Segment Start: Text section
VANCOUVER (CityNews) — Vancouver Mayor Kennedy Stewart paid a visit to the PNE on the last day of its socially-distanced summer fair and said federal funding is needed to make sure it comes back in 2021 and beyond.
The 110-year-old institution is facing a deficit of $19-million due to the pandemic, and 4,200 jobs are at stake if it ceases to operate.
Like everything else during COVID-19, this year’s fair had to be drastically scaled-down. There were a series of small, drive-up and walk-thru events, and some rides even opened for business. But with physical distancing measures in place, the crowd was a tiny fraction of the hundreds of thousands of people that typically visit the fair each year.
Stewart said he plans to ask the new federal finance minister for assistance.
“Right now our best hope is for the federal government, the wage subsidy. That is a program that’s being enjoyed across Canada by other fairs. There’s a slight difference in the administrative structure of the fair that makes this difficult, but I will be talking to the federal government this week to see what we can do,” he said.
“I know that city council will be putting our heads together as well to figure out how we can make this go forward.”
.@kennedystewart is seeking federal support for @PNE_Playland during his visit today at the #Vancouver fair which is operating on a much smaller scale than past years because of #COVID19. #cdnpoli #bcpoli @NEWS1130 https://t.co/HWvX3Qum1l
— Marcella Bernardo (@Bernardo1130) August 30, 2020
Because the PNE is owned and operated by the City of Vancouver, it can’t access the Canada Emergency Wage Subsidy.
Earlier this month, workers launched a campaign to Save the PNE, saying almost all of the 4,200 people who are employed there have been laid off.
Stewart is optimistic the feds can pitch in.
“Lots of times the federal government wants to help, just the way they’ve structured the program it doesn’t match our local need,” he said.
“It’s really just red tape so we’ll see if we can cut through that.”
Segment End: Text section
> _Task objective_
According to the PNE report, why is the PNE unable to access the Canada Emergency Wage Subsidy? The records have no connection to the PNE report.
Segment Start: Provided information
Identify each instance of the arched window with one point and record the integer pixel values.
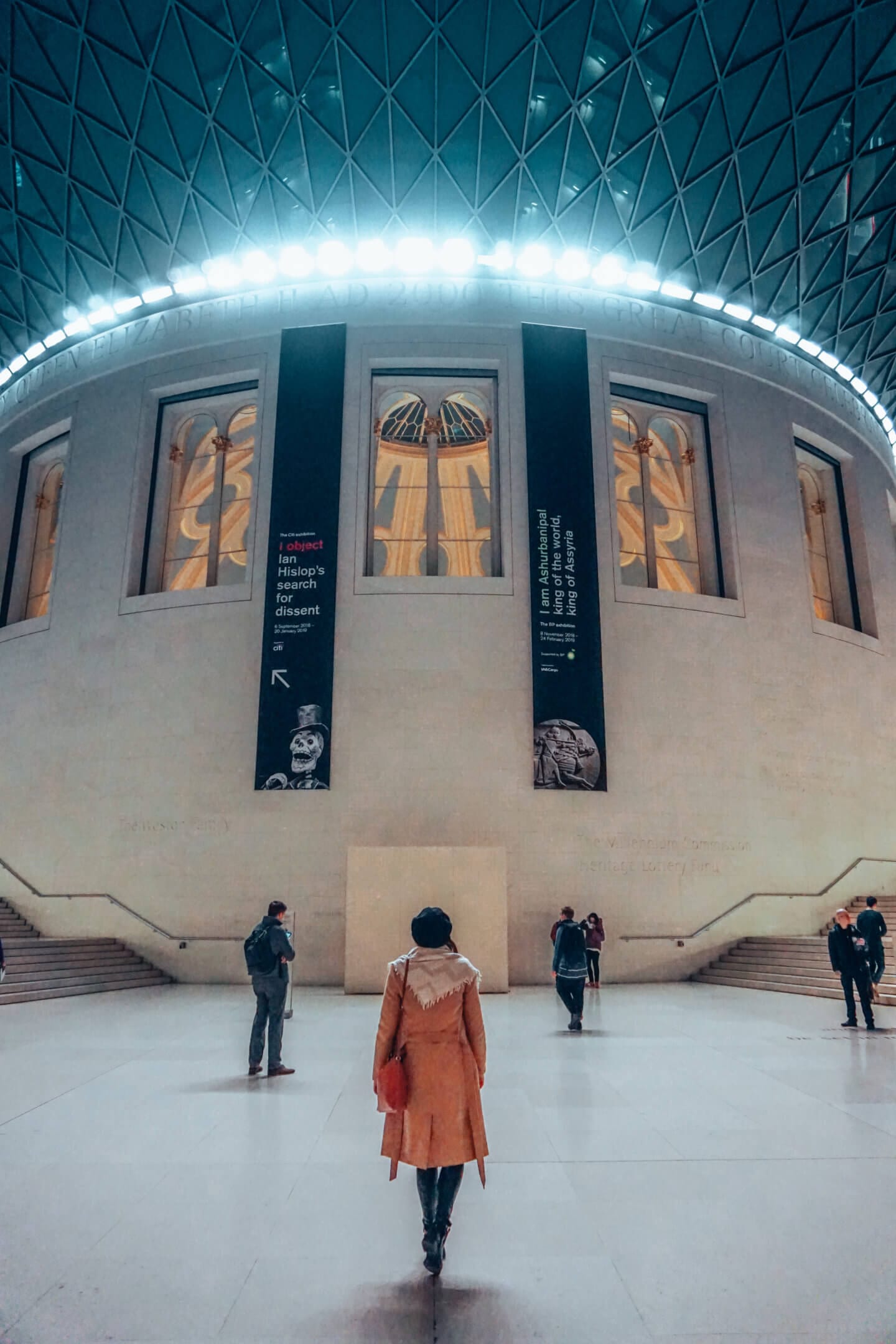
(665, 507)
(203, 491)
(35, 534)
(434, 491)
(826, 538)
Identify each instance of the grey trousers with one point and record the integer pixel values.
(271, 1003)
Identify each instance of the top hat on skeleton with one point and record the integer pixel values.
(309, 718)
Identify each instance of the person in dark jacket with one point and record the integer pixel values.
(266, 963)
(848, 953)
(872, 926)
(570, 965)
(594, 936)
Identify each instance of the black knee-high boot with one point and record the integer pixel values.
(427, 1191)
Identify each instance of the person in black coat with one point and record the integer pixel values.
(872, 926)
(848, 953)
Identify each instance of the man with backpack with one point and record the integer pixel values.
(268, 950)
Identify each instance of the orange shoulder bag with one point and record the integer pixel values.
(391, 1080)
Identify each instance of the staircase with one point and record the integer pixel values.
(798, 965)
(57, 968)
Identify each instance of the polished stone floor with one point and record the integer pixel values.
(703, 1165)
Segment End: Provided information
Segment Start: Provided information
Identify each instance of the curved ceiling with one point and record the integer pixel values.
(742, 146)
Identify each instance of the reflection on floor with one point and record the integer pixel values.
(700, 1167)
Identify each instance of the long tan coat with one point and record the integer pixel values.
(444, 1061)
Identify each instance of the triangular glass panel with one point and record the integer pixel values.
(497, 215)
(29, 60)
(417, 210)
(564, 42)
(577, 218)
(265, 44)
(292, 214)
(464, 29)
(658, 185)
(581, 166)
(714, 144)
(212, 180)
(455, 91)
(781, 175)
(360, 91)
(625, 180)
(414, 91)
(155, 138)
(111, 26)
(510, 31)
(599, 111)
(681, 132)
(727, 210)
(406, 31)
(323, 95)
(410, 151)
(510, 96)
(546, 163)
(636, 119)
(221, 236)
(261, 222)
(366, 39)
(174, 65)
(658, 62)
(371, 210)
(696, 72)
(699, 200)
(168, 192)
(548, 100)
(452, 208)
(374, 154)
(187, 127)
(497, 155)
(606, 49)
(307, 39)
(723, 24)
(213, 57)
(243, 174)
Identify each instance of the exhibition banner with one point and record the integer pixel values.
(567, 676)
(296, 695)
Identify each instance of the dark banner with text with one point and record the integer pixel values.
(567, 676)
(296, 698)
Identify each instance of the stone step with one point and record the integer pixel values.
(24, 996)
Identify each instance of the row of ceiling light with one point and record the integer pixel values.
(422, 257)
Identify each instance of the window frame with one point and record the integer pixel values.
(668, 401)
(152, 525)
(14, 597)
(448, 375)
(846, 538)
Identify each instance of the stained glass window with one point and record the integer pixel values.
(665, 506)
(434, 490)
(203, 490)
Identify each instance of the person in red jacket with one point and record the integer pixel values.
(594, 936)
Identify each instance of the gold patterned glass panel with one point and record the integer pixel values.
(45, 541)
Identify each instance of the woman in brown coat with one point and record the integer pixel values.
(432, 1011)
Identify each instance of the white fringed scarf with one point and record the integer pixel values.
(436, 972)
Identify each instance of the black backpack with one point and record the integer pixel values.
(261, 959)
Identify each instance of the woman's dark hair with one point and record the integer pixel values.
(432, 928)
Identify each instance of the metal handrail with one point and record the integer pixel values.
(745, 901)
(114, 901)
Segment End: Provided information
> _Task answer_
The PNE is owned and operated by the City of Vancouver.